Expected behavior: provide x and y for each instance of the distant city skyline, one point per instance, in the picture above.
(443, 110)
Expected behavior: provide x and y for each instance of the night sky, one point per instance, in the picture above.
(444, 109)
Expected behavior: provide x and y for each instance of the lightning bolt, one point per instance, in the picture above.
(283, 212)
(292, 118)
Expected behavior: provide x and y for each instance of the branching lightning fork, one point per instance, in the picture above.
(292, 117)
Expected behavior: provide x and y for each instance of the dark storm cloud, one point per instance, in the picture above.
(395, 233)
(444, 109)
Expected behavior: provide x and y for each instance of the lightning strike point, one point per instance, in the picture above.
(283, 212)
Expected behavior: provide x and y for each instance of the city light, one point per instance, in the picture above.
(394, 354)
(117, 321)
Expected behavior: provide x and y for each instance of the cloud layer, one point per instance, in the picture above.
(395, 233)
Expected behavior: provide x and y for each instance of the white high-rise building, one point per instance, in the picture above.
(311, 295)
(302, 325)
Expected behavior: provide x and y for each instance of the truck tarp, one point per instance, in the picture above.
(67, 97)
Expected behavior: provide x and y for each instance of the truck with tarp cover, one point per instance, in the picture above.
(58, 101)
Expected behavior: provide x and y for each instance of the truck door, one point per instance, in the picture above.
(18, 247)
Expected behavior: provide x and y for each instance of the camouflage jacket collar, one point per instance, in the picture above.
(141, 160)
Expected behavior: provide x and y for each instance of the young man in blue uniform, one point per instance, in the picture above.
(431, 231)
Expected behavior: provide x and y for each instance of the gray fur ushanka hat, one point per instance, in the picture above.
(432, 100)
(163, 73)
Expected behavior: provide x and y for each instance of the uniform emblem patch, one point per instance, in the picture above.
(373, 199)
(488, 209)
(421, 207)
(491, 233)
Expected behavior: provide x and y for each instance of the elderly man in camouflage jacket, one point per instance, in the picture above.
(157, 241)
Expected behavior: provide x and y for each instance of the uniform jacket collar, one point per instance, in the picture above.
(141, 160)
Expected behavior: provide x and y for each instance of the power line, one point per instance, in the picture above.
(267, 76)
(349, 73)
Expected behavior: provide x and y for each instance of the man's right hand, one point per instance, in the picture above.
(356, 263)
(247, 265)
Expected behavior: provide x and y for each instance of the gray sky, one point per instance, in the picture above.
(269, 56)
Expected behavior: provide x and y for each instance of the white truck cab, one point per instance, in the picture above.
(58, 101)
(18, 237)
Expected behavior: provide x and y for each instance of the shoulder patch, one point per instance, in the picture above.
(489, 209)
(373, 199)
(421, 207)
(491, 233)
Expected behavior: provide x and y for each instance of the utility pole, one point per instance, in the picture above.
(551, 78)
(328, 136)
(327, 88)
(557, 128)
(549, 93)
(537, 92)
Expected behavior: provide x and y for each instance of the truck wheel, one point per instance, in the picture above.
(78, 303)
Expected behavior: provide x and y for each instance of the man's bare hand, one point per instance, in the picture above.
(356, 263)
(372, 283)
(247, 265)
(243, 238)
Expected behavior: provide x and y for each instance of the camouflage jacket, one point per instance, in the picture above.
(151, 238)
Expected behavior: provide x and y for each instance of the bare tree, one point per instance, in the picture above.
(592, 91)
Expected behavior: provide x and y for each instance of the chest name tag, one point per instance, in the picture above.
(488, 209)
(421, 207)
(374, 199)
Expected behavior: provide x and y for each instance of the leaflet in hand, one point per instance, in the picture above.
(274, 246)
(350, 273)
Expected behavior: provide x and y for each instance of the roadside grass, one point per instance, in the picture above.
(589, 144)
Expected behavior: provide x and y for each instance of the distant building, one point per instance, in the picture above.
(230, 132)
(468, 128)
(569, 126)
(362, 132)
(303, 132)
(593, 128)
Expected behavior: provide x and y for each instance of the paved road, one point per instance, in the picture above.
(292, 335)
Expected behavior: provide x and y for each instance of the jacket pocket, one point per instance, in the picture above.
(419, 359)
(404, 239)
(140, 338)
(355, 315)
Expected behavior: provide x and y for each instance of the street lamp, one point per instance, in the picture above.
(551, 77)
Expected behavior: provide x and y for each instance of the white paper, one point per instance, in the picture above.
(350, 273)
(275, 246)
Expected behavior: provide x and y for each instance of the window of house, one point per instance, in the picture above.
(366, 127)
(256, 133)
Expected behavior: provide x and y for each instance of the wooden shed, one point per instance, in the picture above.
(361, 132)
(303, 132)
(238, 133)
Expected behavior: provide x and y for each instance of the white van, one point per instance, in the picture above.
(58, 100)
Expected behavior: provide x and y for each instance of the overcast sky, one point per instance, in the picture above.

....................

▸ Objective
Restate the listing above word for word.

▸ Output for this exercise
Expected behavior: provide x and y for each instance of the distant city skyline, one point per instance, in the picture above.
(443, 110)
Expected behavior: provide x and y for each instance of the night sky, one point per instance, in the picture above.
(444, 109)
Expected behavior: provide x and y for each instance of the lightning bolt, one point per instance, in the picture above.
(283, 212)
(292, 118)
Expected behavior: provide x and y for each instance of the branching lightning fork, one point per instance, in the picture above.
(292, 117)
Expected behavior: provide x and y for each instance of the dark storm cloud, one point per instance, in the picture above.
(395, 233)
(444, 109)
Expected behavior: provide x and y for each instance of the lightning strike point, one point per instance, in the picture above.
(283, 212)
Expected behavior: provide x and y for each instance of the city light, one point per instance, in the picture above.
(394, 354)
(117, 321)
Expected behavior: provide x and y for each instance of the cloud layer, one point per instance, in the picture above.
(395, 233)
Expected behavior: provide x and y for each instance of the white high-rise building, one point per instance, in the picture above.
(311, 295)
(302, 325)
Expected behavior: provide x and y for each instance of the truck tarp, one point per instance, in the picture above.
(67, 97)
Expected behavior: provide x and y for each instance of the truck with tarp cover, one point per instance, in the picture above.
(58, 101)
Expected behavior: provide x and y for each instance of the truck door, one point per instance, in the picture above.
(18, 247)
Expected behavior: provide x and y for each instance of the camouflage jacket collar, one point per instance, in the picture above.
(141, 160)
Expected behavior: provide x and y for each instance of the young man in blue uniform, one point per instance, in the picture above.
(431, 231)
Expected behavior: provide x and y for each instance of the gray fur ushanka hat, one point per instance, in the picture above.
(432, 100)
(163, 73)
Expected behavior: provide x and y for each instance of the uniform emblem patch, one point per instance, in the picture above.
(373, 199)
(488, 209)
(421, 207)
(491, 233)
Expected behavior: provide x and y for each instance of the elderly man in camouflage jacket, one point per instance, in the picture above.
(157, 241)
Expected behavior: provide x and y for each instance of the uniform jacket collar, one point per instance, in the picture above.
(141, 160)
Expected behavior: provide x and y for each instance of the power line, one point per instance, in the picture above.
(267, 76)
(349, 73)
Expected behavior: provide x and y for each instance of the man's right hand, one point per instance, in the picture above.
(356, 263)
(247, 265)
Expected behavior: provide x and y for each instance of the gray sky, one point per instance, in the picture above.
(269, 56)
Expected behavior: provide x and y for each instance of the white truck cab, one point per instance, in the picture above.
(58, 101)
(18, 237)
Expected behavior: provide x and y for each instance of the shoulder patch, one point per instance, in the picture above.
(489, 209)
(373, 199)
(421, 207)
(491, 233)
Expected behavior: provide x and y for each instance of the utility pole, one point per instance, in the picture above.
(551, 78)
(328, 136)
(327, 88)
(557, 128)
(549, 93)
(537, 92)
Expected behavior: provide x and y for each instance of the truck wheel, one point per instance, in the picture above.
(78, 303)
Expected behavior: provide x and y for each instance of the man's bare hand, one point per instance, in the picture above.
(356, 263)
(372, 283)
(247, 265)
(243, 238)
Expected behavior: provide x and y for each instance of the camouflage jacket, one point per instance, in the picture above.
(151, 238)
Expected behavior: provide x and y for each instance of the bare tree, one point per instance, in the picture above.
(592, 91)
Expected behavior: provide x and y for each instance of the chest name tag, one point per instance, in the picture above.
(488, 209)
(421, 207)
(374, 199)
Expected behavior: provide x and y for each instance of the leaflet in hand, one point per instance, in the picture above.
(274, 246)
(350, 273)
Expected behavior: provide x and y for each instance of the roadside grass, one point per instance, in the picture above.
(589, 144)
Expected behavior: provide x and y for each instance of the distant building, one point per instance, in the picture above.
(230, 132)
(468, 128)
(569, 126)
(362, 132)
(303, 132)
(593, 128)
Expected behavior: provide x and y for each instance of the paved road, one point per instance, in the picture above.
(292, 335)
Expected behavior: provide x and y for each instance of the jacket pocket, one point per instance, in the picture above.
(419, 359)
(404, 239)
(140, 338)
(355, 315)
Expected behavior: provide x and y for each instance of the street lamp, one point per instance, in the picture above.
(551, 77)
Expected behavior: provide x and y for each instance of the white paper, one point per instance, in the picture above.
(350, 273)
(275, 246)
Expected behavior: provide x and y for each instance of the window of house, one point per instance, in the picture above.
(366, 127)
(256, 133)
Expected behavior: provide x and y for each instance of the wooden shed, one point per instance, in the picture above.
(361, 132)
(303, 132)
(238, 133)
Expected behavior: provide x and y for each instance of the white van, one point per instance, in the picture above.
(58, 100)
Expected behavior: provide x and y for each instance of the overcast sky, one point per instance, in the picture above.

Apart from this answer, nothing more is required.